(REQUIREMENT)
Go through the material line by line and copy each one with the word "grain".

(PROVIDED INFORMATION)

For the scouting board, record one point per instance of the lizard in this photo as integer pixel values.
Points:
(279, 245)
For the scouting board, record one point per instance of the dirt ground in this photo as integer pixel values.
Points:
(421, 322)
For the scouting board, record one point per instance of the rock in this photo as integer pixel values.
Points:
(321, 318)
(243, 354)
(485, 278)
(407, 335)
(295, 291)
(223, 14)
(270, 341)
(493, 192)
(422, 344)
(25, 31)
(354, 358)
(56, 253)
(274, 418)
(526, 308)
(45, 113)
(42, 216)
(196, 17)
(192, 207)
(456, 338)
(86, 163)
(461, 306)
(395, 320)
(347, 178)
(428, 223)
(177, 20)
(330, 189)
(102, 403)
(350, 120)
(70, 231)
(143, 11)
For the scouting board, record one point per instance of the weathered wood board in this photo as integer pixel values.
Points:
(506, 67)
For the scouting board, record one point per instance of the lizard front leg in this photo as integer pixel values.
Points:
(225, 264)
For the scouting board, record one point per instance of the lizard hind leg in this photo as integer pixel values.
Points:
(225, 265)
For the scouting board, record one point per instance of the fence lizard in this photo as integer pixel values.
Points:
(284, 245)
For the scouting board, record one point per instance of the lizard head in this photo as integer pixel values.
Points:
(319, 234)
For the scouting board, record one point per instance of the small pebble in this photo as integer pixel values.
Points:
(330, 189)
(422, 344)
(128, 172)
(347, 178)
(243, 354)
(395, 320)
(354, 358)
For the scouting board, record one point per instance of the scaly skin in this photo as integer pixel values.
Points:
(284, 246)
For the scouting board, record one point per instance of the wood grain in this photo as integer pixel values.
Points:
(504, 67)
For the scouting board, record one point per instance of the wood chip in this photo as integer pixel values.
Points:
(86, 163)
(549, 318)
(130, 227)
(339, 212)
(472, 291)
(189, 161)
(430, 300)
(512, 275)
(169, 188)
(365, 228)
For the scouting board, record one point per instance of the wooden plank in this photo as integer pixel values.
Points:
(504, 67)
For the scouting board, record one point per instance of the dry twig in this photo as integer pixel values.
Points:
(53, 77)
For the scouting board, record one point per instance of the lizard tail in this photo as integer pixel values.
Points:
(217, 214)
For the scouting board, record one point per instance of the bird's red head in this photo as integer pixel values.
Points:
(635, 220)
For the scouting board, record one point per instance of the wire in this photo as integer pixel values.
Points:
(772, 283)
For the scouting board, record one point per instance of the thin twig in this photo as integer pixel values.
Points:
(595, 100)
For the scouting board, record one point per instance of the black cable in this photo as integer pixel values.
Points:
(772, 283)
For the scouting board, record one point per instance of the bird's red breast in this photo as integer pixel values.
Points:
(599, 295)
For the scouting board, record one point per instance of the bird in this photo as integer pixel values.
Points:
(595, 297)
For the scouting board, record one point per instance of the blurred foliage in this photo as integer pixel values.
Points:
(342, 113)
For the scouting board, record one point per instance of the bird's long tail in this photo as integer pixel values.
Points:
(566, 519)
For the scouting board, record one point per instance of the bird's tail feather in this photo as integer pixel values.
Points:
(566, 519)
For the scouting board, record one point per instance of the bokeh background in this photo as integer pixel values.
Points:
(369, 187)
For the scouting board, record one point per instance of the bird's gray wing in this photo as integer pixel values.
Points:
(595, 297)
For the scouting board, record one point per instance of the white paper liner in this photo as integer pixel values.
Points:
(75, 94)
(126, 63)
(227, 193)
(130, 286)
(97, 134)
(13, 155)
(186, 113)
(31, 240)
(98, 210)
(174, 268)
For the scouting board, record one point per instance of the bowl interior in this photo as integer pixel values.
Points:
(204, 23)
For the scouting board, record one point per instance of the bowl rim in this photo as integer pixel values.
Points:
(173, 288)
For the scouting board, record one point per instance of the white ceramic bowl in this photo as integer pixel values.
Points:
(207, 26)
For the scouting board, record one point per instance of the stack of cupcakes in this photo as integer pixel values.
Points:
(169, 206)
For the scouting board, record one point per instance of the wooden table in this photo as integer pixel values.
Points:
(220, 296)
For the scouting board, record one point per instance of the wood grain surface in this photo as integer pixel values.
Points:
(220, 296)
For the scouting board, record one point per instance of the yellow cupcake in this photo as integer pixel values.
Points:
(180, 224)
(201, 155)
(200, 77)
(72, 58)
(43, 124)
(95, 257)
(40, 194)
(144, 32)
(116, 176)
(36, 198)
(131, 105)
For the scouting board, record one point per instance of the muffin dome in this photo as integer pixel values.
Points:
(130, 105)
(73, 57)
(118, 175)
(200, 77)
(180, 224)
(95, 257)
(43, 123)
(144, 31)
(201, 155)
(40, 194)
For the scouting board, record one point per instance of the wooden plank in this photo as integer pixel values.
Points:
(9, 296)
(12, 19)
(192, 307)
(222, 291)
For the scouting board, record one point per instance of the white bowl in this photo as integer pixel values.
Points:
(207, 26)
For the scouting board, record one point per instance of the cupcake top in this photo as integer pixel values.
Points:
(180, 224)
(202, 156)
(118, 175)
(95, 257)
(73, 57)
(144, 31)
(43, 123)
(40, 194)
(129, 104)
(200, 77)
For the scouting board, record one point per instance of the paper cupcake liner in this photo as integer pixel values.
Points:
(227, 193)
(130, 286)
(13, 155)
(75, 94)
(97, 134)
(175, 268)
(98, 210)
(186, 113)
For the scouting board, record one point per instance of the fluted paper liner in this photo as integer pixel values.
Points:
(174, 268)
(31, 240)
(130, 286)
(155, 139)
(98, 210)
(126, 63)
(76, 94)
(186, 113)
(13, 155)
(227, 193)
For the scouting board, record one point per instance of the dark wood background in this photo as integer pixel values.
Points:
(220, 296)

(RESPONSE)
For the scouting board, record one point per instance of the wood grain in this photo as integer pixel values.
For the scouting board, record one point per instance of the wood grain surface in this photo as integer pixel values.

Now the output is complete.